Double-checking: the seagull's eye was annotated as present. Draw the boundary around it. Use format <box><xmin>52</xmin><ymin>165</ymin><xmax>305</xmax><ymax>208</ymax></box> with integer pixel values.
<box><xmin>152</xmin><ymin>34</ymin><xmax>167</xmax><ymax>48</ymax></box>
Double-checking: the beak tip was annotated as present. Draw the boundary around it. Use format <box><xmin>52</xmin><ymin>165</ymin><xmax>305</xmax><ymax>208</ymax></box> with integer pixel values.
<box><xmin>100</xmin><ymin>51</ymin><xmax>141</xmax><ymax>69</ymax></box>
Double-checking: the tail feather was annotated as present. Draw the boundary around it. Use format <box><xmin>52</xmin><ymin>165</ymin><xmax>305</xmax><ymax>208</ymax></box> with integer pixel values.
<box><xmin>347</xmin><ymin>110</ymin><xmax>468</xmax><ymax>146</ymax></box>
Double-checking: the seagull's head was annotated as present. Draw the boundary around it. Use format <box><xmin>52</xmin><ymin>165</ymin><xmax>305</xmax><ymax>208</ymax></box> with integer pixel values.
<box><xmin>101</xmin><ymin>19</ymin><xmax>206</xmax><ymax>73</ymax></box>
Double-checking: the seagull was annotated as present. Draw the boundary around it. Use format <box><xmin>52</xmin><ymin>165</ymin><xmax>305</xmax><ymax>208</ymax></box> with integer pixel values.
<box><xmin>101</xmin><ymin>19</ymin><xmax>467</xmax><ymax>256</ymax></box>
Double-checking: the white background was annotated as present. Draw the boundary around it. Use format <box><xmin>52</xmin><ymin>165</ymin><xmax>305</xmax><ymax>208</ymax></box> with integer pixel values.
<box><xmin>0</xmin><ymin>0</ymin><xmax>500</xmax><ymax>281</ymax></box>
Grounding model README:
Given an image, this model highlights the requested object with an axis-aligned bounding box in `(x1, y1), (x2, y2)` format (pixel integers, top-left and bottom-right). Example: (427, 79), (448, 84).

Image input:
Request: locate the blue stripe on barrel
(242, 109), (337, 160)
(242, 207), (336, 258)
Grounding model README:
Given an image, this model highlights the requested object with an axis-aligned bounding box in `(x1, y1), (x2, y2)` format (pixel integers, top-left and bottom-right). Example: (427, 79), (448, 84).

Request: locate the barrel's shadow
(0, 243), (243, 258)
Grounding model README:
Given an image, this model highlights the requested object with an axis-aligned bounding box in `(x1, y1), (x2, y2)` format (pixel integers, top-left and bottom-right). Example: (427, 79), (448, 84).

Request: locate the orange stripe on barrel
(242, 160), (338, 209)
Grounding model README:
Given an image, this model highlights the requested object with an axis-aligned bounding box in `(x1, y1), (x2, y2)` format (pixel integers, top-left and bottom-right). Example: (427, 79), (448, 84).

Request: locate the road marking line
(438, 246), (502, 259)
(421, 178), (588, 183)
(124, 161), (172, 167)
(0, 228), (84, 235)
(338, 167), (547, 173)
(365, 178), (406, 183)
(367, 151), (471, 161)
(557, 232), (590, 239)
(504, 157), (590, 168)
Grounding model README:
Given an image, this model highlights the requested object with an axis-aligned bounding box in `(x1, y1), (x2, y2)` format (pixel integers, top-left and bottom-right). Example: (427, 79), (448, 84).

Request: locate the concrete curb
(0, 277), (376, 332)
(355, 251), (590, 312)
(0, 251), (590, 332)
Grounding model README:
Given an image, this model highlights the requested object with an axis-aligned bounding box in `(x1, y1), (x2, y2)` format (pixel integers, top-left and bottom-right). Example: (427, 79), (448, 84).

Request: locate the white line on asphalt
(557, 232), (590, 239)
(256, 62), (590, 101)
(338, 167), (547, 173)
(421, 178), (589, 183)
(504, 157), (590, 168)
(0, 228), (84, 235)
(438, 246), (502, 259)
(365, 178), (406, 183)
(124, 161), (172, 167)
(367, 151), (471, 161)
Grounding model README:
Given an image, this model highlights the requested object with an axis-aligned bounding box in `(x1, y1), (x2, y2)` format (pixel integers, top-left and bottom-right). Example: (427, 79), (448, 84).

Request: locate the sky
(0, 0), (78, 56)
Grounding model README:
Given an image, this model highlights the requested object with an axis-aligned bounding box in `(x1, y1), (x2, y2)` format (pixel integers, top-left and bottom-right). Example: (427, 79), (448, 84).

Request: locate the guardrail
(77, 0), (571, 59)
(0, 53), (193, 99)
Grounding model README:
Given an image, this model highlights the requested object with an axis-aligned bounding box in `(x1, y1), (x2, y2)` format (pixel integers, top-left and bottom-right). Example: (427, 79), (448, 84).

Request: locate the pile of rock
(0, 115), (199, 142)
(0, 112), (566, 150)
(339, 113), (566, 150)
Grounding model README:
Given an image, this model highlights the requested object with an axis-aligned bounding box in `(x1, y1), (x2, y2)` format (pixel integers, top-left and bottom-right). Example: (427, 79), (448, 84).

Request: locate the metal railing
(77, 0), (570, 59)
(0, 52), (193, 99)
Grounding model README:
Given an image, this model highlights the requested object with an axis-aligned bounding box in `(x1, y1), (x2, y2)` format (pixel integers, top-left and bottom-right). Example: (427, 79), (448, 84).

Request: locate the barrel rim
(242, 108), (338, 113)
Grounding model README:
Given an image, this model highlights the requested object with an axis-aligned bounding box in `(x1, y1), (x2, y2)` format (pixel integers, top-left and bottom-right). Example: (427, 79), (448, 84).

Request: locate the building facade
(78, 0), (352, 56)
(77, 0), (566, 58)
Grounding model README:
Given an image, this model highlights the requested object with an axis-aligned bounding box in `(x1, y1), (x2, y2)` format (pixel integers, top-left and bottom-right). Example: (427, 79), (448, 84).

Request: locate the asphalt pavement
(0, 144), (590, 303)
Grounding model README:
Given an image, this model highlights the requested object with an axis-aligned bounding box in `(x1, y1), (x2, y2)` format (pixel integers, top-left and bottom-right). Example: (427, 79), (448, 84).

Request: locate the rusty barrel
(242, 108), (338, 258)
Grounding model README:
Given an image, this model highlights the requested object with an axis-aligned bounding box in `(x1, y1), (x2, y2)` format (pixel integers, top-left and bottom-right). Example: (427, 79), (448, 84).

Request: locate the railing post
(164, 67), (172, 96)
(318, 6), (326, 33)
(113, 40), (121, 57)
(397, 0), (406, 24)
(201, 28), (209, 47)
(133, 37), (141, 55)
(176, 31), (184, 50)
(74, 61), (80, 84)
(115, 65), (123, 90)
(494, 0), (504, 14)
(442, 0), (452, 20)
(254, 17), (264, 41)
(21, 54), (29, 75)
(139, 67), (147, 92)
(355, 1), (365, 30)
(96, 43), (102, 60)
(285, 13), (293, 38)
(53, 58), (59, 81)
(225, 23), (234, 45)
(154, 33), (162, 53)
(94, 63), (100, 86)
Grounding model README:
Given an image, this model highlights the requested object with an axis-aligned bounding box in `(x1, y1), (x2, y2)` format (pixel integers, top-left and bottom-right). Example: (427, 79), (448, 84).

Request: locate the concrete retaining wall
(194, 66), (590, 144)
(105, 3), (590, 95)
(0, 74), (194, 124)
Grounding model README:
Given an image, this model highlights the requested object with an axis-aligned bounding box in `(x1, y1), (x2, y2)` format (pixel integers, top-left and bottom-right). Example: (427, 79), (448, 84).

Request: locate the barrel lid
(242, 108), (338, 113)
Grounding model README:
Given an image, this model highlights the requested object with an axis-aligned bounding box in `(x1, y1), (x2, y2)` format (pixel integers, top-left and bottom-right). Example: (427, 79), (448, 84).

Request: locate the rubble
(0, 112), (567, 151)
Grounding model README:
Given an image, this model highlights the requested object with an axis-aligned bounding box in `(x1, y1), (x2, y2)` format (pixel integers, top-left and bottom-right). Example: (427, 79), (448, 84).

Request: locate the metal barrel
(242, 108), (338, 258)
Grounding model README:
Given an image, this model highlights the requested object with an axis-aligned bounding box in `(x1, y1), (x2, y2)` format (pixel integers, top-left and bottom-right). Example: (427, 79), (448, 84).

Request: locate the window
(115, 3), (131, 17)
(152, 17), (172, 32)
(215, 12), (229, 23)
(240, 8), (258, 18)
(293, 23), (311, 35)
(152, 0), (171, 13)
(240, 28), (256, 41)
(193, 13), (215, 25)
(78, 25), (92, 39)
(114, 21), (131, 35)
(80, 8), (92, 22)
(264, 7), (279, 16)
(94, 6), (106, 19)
━━━━━━━━━━
■ **TASK DETAILS**:
Locate each line in the items above that contains the string "present" and copy those lines. Case counts.

■ **SOLUTION BELOW**:
Double-checking: the seagull's eye was annotated as present. Draw the boundary around it. Use format <box><xmin>52</xmin><ymin>165</ymin><xmax>305</xmax><ymax>208</ymax></box> with integer pixel values.
Double-checking: the beak tip was annotated as present. Draw the boundary around it. Use format <box><xmin>52</xmin><ymin>165</ymin><xmax>305</xmax><ymax>208</ymax></box> with integer pixel values.
Double-checking: the tail feather was annotated as present. Draw the boundary around it. Use format <box><xmin>52</xmin><ymin>165</ymin><xmax>305</xmax><ymax>208</ymax></box> with integer pixel values.
Double-checking: the seagull's head was annotated as present. Draw the boundary around it. Use format <box><xmin>52</xmin><ymin>165</ymin><xmax>305</xmax><ymax>208</ymax></box> with integer pixel values.
Double-checking: the seagull was annotated as present. Draw the boundary around it. Use format <box><xmin>52</xmin><ymin>165</ymin><xmax>305</xmax><ymax>208</ymax></box> with integer pixel values.
Double-checking: the white background was annotated as present. Draw the boundary around it. Use format <box><xmin>52</xmin><ymin>165</ymin><xmax>305</xmax><ymax>208</ymax></box> with integer pixel values.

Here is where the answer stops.